Exclude the pictures, then copy word for word the lines running from the beginning of the records through the line with "negative clicks: (215, 472) (236, 490)".
--------------------------------------------------
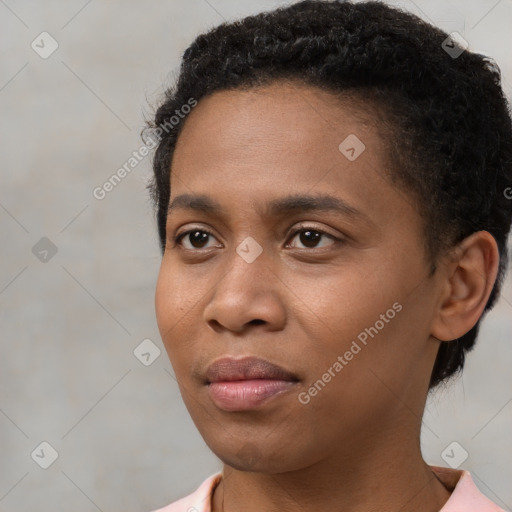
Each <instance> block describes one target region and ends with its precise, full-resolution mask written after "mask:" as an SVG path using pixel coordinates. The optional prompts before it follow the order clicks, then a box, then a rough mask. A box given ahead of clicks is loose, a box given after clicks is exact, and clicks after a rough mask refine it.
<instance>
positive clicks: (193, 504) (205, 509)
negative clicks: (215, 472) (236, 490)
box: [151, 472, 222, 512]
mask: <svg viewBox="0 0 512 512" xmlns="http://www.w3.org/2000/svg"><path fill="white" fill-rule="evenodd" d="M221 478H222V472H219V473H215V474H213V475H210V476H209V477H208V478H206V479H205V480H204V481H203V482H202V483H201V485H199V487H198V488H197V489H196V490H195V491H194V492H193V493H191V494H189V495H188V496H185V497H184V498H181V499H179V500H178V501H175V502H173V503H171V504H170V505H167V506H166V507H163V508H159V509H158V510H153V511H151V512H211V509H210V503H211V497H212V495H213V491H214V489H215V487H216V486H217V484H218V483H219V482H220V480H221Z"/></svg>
--------------------------------------------------
TASK OUTPUT:
Each <instance> block describes one target region and ends with its precise, full-resolution mask written after "mask:" as an SVG path using pixel coordinates. The optional prompts before it follow the order clicks, then a box, then a rough mask. A box given ahead of clicks is loose, a box given after clicks is exact, and clicks after a rough mask refine it.
<instance>
positive clicks: (193, 504) (205, 509)
negative clicks: (215, 472) (236, 490)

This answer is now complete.